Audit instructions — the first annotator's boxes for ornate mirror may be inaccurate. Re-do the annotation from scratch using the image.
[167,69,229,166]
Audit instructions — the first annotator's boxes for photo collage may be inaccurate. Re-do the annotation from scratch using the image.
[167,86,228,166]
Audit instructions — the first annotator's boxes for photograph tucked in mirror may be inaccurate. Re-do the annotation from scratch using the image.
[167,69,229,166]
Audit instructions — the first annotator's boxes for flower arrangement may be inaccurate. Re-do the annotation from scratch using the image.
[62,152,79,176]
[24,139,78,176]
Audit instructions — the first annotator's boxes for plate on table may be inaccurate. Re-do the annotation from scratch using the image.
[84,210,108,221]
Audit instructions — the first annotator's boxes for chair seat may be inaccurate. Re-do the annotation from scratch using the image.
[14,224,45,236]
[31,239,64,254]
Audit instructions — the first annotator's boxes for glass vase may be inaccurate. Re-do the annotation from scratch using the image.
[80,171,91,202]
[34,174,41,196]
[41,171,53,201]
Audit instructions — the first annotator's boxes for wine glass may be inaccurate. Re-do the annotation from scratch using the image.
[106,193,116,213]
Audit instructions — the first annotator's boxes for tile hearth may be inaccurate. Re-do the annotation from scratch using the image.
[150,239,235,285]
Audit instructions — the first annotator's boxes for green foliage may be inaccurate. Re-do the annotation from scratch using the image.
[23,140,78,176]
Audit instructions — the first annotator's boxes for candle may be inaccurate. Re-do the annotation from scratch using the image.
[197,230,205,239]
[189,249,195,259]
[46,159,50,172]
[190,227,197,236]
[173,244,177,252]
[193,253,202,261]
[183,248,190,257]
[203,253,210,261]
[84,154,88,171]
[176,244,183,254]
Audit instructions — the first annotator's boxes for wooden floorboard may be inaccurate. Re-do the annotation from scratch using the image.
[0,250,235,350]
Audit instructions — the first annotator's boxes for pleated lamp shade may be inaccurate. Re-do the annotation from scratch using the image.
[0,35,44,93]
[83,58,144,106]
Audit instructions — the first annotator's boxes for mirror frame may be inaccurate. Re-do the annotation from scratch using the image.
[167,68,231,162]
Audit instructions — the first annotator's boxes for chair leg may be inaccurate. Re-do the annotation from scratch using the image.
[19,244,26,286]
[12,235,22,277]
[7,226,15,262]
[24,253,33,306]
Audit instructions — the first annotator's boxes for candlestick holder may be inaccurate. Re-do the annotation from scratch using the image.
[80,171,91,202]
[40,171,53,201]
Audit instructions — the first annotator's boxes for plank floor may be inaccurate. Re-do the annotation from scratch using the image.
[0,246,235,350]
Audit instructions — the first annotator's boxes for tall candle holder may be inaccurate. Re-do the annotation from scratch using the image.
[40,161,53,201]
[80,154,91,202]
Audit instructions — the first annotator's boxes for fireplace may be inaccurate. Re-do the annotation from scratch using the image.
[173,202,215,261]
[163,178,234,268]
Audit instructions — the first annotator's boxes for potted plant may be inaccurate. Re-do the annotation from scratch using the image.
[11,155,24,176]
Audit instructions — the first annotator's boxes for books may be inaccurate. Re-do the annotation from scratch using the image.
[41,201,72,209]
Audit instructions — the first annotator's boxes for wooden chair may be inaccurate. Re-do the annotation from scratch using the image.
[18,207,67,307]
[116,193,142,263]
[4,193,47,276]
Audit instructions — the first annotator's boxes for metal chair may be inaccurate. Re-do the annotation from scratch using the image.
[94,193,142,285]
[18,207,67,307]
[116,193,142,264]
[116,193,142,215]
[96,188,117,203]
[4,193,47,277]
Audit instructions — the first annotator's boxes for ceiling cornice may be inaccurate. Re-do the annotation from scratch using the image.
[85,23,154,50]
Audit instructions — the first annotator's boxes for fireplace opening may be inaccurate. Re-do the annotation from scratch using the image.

+--

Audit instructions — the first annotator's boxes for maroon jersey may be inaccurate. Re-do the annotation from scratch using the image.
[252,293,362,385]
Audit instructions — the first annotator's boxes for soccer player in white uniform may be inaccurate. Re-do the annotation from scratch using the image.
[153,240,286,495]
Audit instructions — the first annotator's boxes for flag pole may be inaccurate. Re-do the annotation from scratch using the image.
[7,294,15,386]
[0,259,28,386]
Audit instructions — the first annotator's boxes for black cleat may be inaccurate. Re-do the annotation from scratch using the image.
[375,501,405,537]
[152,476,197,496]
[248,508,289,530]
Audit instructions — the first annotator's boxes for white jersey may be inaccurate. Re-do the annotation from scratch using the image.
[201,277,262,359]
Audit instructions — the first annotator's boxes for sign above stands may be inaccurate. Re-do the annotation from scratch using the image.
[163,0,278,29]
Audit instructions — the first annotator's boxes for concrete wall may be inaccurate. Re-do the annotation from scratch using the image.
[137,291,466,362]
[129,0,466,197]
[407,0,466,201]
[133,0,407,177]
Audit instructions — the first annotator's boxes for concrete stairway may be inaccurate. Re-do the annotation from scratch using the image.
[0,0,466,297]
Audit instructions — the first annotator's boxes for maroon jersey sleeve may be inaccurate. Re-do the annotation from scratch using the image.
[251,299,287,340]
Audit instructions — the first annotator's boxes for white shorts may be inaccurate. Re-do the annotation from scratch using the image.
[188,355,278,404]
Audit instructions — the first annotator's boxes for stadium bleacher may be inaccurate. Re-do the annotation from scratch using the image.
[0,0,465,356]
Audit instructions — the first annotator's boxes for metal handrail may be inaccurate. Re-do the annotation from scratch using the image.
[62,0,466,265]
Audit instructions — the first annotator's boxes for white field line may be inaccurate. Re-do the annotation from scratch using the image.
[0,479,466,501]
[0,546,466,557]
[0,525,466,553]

+--

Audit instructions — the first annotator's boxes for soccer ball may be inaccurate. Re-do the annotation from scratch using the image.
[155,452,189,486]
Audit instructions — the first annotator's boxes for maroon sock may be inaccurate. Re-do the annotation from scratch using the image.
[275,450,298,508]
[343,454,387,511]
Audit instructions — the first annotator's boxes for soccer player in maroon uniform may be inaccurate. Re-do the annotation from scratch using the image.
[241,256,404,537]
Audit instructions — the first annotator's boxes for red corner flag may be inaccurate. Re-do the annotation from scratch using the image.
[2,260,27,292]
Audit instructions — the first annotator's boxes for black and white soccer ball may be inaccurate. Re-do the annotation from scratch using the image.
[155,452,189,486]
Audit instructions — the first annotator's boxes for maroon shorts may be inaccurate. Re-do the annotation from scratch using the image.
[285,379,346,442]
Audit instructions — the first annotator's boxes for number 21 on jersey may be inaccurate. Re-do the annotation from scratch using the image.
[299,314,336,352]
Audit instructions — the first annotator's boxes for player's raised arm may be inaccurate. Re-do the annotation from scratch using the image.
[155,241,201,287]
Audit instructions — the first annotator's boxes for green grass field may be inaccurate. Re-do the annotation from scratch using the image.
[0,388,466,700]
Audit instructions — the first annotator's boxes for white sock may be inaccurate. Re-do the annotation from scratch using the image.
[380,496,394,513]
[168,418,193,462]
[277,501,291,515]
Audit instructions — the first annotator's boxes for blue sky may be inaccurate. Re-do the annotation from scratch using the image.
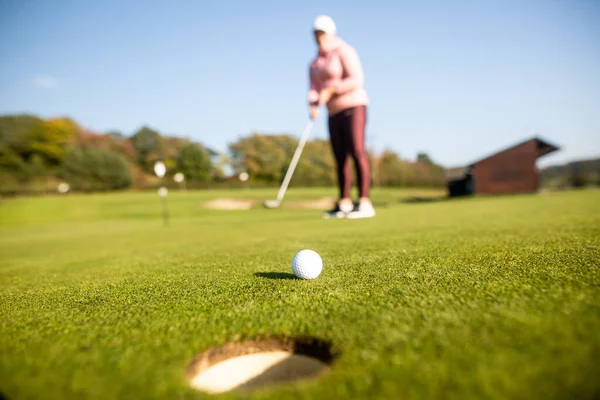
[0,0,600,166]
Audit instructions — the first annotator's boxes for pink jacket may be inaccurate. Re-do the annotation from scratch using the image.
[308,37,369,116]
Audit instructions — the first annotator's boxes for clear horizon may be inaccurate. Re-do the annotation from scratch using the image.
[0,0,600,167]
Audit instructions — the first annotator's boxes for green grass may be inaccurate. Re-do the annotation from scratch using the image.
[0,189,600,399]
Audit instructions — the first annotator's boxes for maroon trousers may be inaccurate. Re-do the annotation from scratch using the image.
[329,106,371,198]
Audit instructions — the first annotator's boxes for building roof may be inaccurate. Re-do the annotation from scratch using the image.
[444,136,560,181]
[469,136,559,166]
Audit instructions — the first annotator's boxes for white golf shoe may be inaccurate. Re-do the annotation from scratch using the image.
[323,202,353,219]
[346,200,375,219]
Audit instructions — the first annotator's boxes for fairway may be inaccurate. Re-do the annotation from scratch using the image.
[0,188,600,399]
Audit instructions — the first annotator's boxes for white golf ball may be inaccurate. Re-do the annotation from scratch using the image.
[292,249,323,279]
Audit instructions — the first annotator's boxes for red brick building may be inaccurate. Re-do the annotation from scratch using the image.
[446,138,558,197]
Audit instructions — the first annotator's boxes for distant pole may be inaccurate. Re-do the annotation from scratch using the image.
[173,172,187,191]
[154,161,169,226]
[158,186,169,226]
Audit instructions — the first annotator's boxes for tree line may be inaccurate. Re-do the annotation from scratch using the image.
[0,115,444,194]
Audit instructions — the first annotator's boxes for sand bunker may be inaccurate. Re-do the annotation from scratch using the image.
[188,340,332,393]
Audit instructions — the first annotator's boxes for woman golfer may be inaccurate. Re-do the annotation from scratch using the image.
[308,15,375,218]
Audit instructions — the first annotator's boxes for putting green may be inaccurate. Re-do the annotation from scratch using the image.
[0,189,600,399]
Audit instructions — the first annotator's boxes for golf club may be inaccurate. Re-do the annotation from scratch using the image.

+--

§ **Exercise**
Repeat the records from the line containing "Audit instructions — the first annotator's boxes for blue" down through the line containing "[308,37,369,116]", replacing "pink jacket" with "yellow jacket" and leaving everything else unchanged. Omit the pictures from your answer.

§ **Result for this task**
Audit instructions — the first annotator's boxes for blue sky may be inaccurate. Re-do the annotation from scratch using the image.
[0,0,600,166]
Audit instructions — the first annotator's boxes for yellow jacket may be inaccurate. Re-do the annotation from scratch using the image.
[308,37,369,116]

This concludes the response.